BEGIN Material provided
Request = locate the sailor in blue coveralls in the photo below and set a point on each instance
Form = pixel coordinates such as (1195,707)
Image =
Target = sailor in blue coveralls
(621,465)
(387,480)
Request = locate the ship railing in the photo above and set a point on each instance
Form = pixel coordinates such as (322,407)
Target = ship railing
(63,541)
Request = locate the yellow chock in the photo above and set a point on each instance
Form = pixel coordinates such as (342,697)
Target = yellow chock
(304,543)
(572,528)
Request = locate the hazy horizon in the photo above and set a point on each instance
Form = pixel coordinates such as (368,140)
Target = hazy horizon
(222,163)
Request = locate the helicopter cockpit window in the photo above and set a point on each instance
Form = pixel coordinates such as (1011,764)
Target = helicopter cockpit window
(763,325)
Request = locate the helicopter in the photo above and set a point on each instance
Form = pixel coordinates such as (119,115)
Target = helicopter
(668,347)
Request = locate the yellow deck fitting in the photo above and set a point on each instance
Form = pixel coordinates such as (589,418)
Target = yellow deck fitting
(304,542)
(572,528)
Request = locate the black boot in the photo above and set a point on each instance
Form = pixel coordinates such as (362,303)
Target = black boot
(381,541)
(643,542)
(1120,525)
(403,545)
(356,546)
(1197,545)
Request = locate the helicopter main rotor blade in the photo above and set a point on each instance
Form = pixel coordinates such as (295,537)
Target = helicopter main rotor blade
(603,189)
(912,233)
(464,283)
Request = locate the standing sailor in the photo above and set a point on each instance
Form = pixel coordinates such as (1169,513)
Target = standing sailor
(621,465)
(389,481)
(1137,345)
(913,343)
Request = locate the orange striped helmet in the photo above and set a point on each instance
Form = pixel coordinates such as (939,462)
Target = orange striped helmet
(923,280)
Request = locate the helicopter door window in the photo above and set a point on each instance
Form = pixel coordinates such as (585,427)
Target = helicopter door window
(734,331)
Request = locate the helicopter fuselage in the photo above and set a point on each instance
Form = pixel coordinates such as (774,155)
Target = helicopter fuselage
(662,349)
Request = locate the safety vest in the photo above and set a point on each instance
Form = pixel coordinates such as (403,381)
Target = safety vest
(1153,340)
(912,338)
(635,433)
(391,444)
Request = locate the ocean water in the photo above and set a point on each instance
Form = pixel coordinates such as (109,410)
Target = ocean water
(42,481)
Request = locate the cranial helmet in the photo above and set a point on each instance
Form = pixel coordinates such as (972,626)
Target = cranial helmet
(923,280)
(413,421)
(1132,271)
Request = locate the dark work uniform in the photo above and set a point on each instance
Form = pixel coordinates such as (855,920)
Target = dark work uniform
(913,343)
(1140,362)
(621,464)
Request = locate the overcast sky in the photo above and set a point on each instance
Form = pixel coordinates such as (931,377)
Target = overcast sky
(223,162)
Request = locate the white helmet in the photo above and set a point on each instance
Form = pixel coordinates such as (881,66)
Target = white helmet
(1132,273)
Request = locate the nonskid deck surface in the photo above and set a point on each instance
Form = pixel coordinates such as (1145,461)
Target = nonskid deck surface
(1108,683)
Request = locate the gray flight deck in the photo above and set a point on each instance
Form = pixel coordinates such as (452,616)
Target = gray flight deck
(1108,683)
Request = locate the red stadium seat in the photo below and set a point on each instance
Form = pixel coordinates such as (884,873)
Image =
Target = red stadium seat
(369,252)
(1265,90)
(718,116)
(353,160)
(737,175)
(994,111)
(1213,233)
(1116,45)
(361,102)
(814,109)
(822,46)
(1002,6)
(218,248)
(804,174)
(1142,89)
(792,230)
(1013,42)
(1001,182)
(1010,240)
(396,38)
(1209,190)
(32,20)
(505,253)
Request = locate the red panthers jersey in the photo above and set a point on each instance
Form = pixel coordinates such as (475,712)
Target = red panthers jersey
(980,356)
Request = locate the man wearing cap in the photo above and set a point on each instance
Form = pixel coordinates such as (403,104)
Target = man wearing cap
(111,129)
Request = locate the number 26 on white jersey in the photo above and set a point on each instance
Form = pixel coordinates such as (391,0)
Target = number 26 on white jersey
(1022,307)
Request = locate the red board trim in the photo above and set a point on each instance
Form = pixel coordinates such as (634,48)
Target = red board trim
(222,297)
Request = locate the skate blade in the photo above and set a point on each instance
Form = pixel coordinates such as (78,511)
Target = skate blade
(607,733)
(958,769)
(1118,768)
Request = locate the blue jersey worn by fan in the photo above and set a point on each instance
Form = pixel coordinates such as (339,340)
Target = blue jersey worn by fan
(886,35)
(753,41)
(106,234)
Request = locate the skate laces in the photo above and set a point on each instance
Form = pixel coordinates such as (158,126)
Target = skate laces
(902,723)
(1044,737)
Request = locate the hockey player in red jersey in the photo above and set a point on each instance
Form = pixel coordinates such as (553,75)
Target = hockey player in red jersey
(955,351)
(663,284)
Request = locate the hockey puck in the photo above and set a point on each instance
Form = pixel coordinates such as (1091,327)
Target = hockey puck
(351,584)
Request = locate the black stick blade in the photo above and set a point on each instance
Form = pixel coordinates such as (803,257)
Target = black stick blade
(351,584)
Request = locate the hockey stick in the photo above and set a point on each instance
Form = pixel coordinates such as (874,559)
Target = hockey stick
END Material provided
- [Task details]
Repeat exactly, and only, the run of lines from the start of the material above through the line that holds "Form = pixel coordinates such as (322,407)".

- [Written answer]
Request = locate the sailor in blue coveralls in the photo below and set a point on each instance
Form = pixel coordinates such as (1195,707)
Image =
Target = sailor in blue coveralls
(621,465)
(387,480)
Request = locate the ship railing in the photo above and set a point on each instance
Form = pixel coordinates such as (322,407)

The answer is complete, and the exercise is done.